[Entries drawn from a collection]

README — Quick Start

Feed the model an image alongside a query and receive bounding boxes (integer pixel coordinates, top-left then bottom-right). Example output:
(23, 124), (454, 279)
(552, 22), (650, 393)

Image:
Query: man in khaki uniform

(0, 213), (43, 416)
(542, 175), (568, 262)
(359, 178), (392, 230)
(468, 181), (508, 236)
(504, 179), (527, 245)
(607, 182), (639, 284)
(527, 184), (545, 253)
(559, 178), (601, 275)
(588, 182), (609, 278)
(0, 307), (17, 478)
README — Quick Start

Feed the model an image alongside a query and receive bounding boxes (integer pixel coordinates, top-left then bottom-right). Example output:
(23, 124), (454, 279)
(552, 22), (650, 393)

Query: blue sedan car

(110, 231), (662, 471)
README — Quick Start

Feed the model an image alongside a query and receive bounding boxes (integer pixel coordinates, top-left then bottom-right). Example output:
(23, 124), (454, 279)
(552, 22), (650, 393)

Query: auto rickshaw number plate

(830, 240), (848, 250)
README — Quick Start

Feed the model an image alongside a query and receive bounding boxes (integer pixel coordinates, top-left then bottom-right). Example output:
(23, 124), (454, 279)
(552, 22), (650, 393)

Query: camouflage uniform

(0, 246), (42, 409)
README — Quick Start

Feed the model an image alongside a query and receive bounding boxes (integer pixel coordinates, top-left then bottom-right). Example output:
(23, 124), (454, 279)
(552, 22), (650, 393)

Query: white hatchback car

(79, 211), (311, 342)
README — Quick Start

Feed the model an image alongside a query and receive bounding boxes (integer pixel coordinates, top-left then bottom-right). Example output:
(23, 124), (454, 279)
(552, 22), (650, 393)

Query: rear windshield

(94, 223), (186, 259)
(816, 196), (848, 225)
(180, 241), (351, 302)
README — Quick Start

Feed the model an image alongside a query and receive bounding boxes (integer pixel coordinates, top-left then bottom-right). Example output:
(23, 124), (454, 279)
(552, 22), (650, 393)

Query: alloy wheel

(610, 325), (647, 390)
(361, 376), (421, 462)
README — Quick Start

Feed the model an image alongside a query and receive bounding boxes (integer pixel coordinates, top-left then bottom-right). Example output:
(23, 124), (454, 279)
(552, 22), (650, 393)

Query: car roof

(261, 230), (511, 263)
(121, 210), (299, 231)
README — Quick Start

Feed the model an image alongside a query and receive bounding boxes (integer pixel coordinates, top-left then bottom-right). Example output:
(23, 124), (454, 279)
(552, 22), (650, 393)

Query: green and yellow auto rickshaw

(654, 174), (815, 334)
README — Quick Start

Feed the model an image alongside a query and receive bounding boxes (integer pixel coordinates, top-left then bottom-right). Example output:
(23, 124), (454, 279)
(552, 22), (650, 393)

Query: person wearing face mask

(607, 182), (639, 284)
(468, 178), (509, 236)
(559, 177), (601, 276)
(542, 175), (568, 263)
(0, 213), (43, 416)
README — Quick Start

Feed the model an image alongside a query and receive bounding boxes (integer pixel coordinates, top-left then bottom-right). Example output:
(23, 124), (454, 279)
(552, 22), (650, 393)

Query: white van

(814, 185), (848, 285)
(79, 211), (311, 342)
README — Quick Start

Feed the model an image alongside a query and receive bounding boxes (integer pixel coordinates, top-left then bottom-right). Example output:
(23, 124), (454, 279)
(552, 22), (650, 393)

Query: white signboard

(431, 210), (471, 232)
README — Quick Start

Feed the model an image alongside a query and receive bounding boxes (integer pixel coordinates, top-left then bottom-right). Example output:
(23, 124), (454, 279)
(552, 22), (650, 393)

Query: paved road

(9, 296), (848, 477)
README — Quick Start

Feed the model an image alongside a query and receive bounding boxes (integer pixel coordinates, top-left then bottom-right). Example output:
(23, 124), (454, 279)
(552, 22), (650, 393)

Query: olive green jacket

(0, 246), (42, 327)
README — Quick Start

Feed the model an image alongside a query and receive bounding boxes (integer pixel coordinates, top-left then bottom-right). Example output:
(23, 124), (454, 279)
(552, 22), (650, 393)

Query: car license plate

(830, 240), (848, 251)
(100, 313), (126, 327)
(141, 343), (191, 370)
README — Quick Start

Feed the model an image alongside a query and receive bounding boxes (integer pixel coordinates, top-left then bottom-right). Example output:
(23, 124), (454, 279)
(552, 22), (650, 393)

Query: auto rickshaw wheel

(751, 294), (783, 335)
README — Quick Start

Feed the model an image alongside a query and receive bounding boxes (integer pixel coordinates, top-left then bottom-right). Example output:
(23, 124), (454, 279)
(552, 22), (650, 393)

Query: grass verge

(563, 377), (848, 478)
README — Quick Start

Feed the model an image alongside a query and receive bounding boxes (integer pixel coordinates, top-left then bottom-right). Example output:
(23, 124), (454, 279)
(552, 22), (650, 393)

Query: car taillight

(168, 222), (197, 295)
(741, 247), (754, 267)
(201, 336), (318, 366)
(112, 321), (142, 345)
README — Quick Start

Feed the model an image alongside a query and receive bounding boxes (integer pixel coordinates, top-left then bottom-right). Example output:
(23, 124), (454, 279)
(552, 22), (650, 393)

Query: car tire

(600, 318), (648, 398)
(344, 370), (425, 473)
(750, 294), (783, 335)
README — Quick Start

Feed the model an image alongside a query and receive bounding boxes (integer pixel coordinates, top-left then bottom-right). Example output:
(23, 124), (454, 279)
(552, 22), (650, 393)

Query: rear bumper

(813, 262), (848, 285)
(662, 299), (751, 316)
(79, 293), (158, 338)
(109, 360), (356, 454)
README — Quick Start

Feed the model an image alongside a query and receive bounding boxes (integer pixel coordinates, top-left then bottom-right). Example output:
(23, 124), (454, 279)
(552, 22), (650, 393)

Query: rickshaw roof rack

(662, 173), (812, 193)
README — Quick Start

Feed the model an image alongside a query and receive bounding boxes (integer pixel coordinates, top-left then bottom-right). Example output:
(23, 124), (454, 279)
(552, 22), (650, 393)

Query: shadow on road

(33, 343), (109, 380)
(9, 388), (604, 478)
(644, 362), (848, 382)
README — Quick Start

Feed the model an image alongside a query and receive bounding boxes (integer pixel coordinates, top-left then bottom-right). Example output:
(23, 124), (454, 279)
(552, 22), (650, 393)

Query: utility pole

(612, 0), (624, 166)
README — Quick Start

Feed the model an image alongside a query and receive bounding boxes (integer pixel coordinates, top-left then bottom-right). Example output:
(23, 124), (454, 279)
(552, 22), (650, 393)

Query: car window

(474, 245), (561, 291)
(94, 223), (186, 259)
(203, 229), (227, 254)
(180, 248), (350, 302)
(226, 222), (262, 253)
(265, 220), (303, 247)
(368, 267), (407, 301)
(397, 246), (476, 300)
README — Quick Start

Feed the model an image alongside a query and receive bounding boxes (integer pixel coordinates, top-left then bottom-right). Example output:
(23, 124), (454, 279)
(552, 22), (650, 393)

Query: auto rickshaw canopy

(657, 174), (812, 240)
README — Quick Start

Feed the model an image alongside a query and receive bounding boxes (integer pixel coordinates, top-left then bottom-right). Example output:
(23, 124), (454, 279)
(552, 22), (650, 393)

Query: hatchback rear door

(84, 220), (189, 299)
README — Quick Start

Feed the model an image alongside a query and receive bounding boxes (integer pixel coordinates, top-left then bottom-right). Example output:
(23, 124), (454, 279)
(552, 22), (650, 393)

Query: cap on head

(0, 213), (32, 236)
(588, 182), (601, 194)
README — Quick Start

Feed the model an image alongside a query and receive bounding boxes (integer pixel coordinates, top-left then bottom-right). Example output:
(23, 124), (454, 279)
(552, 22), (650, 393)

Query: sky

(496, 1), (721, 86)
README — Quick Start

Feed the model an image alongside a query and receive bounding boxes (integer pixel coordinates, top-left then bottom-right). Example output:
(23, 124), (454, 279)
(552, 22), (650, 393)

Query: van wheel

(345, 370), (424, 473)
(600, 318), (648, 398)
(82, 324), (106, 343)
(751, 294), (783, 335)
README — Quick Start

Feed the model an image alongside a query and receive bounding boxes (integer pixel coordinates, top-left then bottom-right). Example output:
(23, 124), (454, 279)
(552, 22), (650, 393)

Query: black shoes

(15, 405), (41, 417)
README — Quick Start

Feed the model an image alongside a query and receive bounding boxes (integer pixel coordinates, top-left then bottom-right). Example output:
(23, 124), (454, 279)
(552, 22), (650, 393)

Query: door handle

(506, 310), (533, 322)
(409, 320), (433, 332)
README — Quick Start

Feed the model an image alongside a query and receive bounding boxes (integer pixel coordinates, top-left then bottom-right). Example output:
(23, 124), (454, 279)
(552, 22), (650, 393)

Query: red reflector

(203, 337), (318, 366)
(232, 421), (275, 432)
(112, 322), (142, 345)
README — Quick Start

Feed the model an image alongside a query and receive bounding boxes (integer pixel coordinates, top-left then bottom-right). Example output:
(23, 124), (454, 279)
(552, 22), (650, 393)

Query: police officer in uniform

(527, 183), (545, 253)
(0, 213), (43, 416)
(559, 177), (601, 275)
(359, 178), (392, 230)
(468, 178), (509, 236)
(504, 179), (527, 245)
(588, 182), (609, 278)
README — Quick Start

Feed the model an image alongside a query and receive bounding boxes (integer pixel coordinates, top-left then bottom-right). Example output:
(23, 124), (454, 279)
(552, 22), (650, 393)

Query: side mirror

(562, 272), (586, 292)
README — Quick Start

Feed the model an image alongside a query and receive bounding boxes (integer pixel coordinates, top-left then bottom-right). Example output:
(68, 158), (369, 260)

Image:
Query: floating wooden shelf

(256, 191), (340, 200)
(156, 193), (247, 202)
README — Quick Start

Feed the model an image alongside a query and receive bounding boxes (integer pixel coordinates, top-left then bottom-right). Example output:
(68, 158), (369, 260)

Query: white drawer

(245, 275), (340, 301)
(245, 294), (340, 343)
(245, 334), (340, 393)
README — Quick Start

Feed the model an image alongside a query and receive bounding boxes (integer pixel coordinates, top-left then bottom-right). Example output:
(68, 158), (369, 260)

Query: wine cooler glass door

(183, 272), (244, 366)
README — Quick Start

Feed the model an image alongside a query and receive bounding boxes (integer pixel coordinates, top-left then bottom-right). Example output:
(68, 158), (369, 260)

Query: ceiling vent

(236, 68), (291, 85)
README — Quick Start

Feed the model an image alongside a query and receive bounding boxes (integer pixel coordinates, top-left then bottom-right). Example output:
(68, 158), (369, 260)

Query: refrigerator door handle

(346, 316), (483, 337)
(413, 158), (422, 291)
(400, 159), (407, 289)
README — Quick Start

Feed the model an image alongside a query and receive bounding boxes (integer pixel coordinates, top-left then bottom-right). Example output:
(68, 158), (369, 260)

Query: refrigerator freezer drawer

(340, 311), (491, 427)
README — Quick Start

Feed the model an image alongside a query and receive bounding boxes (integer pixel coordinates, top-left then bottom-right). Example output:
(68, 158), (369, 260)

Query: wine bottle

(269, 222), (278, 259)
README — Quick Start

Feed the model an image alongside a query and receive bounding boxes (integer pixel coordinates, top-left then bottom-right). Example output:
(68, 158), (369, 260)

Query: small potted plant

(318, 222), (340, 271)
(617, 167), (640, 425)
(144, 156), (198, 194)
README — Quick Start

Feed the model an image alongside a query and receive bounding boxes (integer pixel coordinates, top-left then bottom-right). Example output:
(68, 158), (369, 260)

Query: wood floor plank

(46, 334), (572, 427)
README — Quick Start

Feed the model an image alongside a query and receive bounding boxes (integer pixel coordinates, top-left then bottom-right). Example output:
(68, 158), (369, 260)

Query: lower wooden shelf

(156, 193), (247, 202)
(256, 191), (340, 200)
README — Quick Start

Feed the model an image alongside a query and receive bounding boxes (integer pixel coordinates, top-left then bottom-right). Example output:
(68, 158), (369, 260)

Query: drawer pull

Work instructions
Could you collect every line of the records above that contains the word "uniform"? Match the case exactly.

Response to this exercise
Query: man in khaki uniform
Query: camouflage uniform
Query: police officer in uniform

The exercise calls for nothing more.